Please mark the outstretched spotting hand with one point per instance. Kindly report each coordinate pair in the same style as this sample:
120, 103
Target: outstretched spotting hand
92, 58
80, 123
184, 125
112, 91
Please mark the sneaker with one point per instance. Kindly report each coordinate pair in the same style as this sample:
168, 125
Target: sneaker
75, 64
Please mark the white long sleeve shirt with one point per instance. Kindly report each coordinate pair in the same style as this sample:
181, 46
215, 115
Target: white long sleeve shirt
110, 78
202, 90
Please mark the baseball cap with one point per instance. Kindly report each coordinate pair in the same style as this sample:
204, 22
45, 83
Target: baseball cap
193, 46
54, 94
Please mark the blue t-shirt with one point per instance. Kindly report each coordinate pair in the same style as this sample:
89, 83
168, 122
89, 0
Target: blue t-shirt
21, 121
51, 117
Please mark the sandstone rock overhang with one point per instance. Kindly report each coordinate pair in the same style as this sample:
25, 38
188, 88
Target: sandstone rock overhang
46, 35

...

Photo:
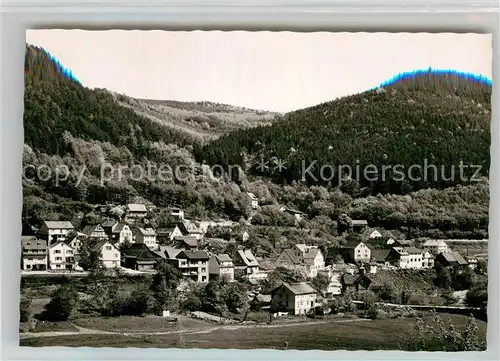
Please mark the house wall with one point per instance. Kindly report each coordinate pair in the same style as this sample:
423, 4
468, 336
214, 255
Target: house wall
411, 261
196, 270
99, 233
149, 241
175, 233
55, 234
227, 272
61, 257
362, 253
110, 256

◆ **Exercise description**: Each line in the data where the string "instance" occurs should be identified and copied.

◆ **Your solution**:
Please mark the outstretched spotting hand with one point per instance. Kindly report each coordinate pair in the same style as this sample:
Please mark the sneaker with one point per instance. Kindly report each coordinate pair in the same style as this sample:
Please mark the white long sleeve shirt with one point per instance. Kindly report each coordinate pair in the same style as this sample:
Please mark the baseball cap with one point per instance. Kindly report each coordinate pair in the same style as this sample:
Please mark the blue t-shirt with one point per instance. Kindly report each coordinate pair in the same style as this sample:
Please mark the sandstone rock overhang with one point per instance. Kindly report each coordinate pair in the same style as this sample:
Please mark the house wall with one point per instance. Kindly report each coordinate pair in the same style as this sample:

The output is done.